= PAGE EXCERPT =
* * *

Saturday, January 14, 2017

Cyborg-Mom!

Back in October, Mom had a pacemaker installed. It’s a routine thing these days, almost an outpatient procedure. They keep you overnight, wait for the happy juice to wear off, then send you home with a long list of things you can’t do for the next six weeks.

That should have been the end of the story, but would I be blogging about it if that was the case?

To begin with, Mom is pretty dang athletic for being 80, so there isn’t a lot of excess padding where a surgeon can hide a pacemaker. So they just stuck it under her skin, making a nice little lump but otherwise not interfering much. My youngest brother Solar lives near her, so he made sure things like laundry and heavy lifting got taken care of until she was off restrictions.

That should have been the end of the story. Again. But…

Whether it was a matter of the pacemaker being too close to the surface, or one of those airborne things getting into the mix during surgery, an infection set in. One of those nasty antibiotic-resistant hospital infections. Of course, this happened right before Christmas, when we planned to come down. Solar ran out of chill and advised us to cancel our hotel and just stay home. Meanwhile, they yanked the pacemaker and put on (on, not in) a temporary, then started shotgunning the antibiotics.

Wife suggested I go down myself, day after Christmas, and Solar was good with that. He had been taking care of his business and Mom’s, and was going into negative-chill over the hospital wanting to send her home despite never having done that when a patient has a temporary pacemaker. Still, Mom wanted to be in her place, and I suspect the hospital wanted to prevent a possible secondary infection. So I came down, and Solar got to have a break for a while.

Mom looked a lot better than Solar was describing—definitely not 100%, but able to dress herself, fix her own food, and so on. A home nurse came in daily to help keep up with her medications and do blood tests. So here she was: pacemaker taped to her shoulder, a pump pulling the crud out of the infected area, a PICC line in her arm—tubes and machines everywhere. Cyborg-Mom! Her primary complaint was “I only got to play tennis twice before this happened!”

I thought Solar was worrying way too much. Sure, he was comparing Mom to herself at 100%, but she was able to handle the basic tasks of life. We went to the grocery store, she made coffee, and helped me fix a meal or two. I was comparing her to my father-in-law, who only gets out of his chair when he needs to use the can or eat. He completely depends on the wife (mine) to get his meals, arrange his meds, and bathe him. Compared to that, Mom seemed hardly affected… besides being unable to play tennis, of course. I even got to take a couple walks on the beach, where I saw six people using a four-person inflatable float and a melting snowman (sandman). Had to look up the float; I might get one for our week at the timeshare.

* * *

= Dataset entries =
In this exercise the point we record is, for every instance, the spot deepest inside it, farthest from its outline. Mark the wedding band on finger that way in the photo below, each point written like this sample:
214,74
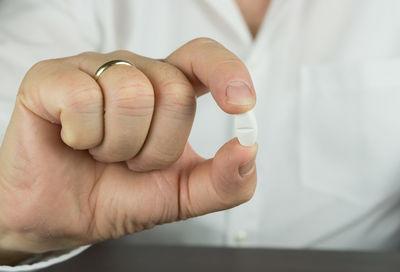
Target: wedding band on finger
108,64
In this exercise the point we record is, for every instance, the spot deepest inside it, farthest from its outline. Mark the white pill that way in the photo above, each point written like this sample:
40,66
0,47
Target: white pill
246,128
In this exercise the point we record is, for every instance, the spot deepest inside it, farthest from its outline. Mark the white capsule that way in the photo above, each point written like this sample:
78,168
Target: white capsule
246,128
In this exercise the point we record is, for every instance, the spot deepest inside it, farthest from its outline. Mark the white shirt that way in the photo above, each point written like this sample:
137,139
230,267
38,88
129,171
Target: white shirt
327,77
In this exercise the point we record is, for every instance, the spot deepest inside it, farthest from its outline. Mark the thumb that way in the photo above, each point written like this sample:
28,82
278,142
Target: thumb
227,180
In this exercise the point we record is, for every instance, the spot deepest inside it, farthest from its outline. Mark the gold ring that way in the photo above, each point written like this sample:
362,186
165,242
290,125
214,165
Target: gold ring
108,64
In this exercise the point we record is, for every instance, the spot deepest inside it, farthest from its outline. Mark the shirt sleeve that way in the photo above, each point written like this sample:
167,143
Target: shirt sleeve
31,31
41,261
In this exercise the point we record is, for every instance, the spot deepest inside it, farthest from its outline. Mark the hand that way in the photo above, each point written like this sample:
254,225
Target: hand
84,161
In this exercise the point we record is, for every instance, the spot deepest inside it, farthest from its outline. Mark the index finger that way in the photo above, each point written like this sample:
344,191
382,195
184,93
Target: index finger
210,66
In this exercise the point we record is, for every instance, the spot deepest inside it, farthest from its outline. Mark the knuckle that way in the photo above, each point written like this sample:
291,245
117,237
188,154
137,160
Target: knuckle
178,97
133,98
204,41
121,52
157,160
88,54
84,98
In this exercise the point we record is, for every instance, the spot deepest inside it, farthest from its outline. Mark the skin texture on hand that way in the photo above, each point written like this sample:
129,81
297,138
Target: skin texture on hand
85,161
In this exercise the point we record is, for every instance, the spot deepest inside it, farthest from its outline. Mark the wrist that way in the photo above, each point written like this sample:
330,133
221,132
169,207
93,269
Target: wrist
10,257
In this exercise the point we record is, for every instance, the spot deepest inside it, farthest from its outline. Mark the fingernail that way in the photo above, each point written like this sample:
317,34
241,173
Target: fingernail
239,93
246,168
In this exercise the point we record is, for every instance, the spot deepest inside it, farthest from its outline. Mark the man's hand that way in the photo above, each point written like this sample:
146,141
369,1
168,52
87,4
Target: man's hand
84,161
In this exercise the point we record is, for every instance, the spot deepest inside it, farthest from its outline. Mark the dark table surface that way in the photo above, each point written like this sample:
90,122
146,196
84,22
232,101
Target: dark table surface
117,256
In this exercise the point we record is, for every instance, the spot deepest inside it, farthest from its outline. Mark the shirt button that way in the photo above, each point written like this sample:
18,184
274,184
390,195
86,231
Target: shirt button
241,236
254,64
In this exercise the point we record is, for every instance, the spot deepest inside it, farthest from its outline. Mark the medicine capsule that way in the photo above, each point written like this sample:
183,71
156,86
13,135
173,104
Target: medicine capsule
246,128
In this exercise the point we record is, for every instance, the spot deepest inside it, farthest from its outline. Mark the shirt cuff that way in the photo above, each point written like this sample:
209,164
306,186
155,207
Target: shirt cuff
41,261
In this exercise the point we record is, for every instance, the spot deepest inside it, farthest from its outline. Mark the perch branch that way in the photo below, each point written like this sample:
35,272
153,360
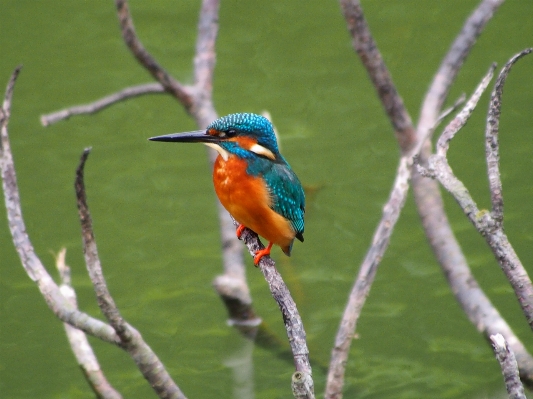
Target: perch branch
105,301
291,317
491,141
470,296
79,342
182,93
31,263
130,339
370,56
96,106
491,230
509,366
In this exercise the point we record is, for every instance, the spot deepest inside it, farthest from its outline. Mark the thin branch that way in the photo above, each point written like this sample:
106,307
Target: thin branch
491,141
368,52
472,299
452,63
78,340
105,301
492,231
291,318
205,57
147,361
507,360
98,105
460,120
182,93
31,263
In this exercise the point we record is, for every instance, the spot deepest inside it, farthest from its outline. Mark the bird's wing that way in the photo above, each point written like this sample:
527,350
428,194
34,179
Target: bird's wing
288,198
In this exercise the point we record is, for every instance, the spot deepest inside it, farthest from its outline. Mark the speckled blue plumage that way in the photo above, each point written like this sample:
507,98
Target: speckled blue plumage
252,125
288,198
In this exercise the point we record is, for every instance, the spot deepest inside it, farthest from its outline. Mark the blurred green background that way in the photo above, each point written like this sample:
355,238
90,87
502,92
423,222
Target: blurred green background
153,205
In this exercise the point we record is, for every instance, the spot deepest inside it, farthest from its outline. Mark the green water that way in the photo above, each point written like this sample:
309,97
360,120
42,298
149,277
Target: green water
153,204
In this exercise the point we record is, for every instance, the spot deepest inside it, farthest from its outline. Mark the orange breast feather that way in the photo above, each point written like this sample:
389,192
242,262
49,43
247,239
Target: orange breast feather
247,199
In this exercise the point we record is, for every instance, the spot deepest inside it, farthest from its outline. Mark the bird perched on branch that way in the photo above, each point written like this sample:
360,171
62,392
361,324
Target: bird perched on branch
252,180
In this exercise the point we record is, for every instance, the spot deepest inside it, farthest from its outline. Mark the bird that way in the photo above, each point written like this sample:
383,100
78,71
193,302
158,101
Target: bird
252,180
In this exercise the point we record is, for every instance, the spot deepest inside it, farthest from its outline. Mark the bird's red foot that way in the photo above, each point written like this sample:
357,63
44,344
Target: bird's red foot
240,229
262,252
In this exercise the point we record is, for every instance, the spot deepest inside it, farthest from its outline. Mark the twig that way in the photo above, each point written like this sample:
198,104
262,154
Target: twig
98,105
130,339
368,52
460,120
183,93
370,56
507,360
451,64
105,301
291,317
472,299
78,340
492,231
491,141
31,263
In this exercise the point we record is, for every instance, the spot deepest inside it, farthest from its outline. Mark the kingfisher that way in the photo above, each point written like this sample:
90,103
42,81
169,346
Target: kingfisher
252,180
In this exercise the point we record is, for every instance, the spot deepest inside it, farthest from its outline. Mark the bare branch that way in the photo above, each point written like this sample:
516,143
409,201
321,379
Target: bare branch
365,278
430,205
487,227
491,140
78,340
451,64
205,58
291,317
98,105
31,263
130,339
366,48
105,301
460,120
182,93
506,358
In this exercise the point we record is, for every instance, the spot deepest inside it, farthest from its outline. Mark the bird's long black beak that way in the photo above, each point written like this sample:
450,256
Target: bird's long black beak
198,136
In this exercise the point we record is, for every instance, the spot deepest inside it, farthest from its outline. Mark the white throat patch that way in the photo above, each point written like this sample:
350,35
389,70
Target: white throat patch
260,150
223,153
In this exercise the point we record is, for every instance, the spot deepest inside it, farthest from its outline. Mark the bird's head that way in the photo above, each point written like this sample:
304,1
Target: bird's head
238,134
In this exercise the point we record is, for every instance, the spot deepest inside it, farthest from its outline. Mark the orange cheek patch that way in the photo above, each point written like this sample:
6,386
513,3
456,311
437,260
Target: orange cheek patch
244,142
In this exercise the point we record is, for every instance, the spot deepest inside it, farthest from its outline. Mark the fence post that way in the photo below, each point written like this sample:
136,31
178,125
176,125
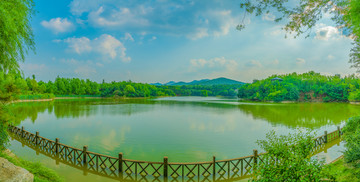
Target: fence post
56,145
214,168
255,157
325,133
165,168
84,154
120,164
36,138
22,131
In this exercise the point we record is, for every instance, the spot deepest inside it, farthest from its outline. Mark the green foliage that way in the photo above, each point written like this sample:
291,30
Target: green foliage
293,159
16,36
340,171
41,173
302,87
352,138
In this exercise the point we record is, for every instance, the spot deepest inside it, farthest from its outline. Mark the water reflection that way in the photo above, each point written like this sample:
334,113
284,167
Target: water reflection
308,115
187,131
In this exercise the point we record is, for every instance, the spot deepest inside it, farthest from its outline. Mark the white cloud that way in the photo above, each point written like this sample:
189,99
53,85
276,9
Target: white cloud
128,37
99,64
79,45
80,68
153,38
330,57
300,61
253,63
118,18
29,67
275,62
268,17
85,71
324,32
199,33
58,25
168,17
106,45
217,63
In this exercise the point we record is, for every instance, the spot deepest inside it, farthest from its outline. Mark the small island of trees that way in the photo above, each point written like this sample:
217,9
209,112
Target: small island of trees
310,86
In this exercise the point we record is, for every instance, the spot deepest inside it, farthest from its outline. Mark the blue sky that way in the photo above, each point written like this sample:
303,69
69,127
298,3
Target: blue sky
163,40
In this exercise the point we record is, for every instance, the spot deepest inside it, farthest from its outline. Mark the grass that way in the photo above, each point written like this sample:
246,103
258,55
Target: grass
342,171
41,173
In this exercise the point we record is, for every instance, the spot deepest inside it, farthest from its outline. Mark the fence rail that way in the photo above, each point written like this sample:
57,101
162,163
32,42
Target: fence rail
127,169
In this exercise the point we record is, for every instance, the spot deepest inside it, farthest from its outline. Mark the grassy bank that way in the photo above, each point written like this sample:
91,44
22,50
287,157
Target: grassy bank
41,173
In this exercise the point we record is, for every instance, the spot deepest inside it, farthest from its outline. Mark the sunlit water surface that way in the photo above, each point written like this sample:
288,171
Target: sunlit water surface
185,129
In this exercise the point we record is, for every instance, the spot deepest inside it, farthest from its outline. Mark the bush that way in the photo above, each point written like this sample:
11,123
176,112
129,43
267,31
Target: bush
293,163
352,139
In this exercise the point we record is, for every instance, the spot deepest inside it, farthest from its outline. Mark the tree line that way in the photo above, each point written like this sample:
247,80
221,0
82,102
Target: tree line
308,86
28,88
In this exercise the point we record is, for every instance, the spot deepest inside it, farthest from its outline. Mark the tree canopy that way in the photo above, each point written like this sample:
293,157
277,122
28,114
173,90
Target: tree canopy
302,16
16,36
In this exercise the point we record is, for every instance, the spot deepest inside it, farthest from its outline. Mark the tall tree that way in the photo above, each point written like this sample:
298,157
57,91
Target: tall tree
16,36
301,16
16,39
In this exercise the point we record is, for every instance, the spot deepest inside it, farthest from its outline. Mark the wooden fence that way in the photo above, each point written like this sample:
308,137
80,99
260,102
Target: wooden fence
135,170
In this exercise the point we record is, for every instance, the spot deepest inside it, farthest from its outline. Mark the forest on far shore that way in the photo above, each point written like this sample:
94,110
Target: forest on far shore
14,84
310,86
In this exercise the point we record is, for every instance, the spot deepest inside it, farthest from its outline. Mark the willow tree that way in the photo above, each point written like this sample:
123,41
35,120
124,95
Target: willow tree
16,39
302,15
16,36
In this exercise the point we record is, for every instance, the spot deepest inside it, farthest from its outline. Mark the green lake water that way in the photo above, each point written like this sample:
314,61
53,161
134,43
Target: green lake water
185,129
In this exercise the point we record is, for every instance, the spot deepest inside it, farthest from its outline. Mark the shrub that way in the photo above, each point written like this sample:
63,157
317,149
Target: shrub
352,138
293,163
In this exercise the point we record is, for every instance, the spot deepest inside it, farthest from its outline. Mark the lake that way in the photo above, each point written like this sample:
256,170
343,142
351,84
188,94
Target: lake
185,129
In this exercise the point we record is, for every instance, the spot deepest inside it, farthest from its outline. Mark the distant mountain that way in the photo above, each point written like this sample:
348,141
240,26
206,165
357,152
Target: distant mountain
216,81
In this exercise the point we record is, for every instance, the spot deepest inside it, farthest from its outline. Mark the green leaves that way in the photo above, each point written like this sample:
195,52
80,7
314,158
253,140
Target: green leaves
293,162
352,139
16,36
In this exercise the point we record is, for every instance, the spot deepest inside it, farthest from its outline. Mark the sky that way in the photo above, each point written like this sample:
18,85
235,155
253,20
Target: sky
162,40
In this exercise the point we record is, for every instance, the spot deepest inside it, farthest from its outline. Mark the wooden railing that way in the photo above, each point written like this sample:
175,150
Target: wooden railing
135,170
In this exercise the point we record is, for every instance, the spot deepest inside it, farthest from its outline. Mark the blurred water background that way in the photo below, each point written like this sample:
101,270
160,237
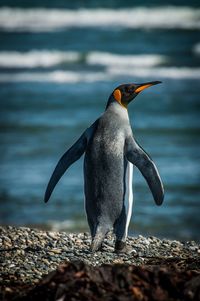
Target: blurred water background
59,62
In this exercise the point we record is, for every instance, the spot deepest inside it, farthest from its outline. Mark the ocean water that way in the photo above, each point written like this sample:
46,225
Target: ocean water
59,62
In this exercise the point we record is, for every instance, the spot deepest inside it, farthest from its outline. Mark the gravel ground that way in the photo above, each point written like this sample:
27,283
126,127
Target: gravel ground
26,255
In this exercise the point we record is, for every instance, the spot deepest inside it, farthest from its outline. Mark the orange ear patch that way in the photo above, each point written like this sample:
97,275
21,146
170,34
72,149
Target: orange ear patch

* * *

= TASK LIST =
A) Duplicate the part of the blog post about Mom's pacemaker between "Whether it was" and "shotgunning the antibiotics.", inclusive.
B) In the blog post about Mom's pacemaker, what medical items does the writer list as attached to Mom when he arrives? Give every one.
C) Supply the next part of the blog post about Mom's pacemaker, beginning after its final sentence.

= ANSWERS FOR EACH ITEM =
A)
Whether it was a matter of the pacemaker being too close to the surface, or one of those airborne things getting into the mix during surgery, an infection set in. One of those nasty antibiotic-resistant hospital infections. Of course, this happened right before Christmas, when we planned to come down. Solar ran out of chill and advised us to cancel our hotel and just stay home. Meanwhile, they yanked the pacemaker and put on (on, not in) a temporary, then started shotgunning the antibiotics.

B)
- A pacemaker taped to her shoulder
- A pump pulling the crud out of the infected area
- A PICC line in her arm

C)
Put me in summer and I'll be a… HAPPY SNOWMAN!

So back to Mom. Once they identified the infection (a cousin of tuberculosis), they knocked off the shotgun antibiotics and gave her one or two that had the most effect against the bad buggly. (Good thing, all those drugs were starting to bang on her kidneys a little too hard.) So the infection started clearing up, and they took the pump off. Mom really bounced back after that; she always had to remember to pick up the bag with the pump and make sure the lines weren’t going to snag on something. I kind of missed it; it made a soft fart sound every ten minutes or so, which thoroughly delighted my inner 12-year-old. (“Yeah, Mom, blame it on the pump!”)

So I went home on New Years Eve, and she went into the hospital on the 3rd to get the new pacemaker put in. This time, they put it into a muscle so there wouldn’t be a repeat problem.

That should have been the end of the story. But… are we starting to see a pattern here?

She came home on the 4th, and the very next day she was right back in for a mild heart attack. They ran a catheter in, and found no blockage, so they concluded it was stress-related. (Stress? Now why would she be stressed?)

She got to come home a few days later, and everything is finally more or less on an even keel. We rescheduled our vacation for spring break, I got reservations at the cottages we often stay at, and she should be back to playing tennis by the time we come down in early April.

Not even 2016 could do for Mom. Nobody messes with Mom.

2 comments:

  1. I'm glad your mom is okay. Hopefully no more hospitals for a while.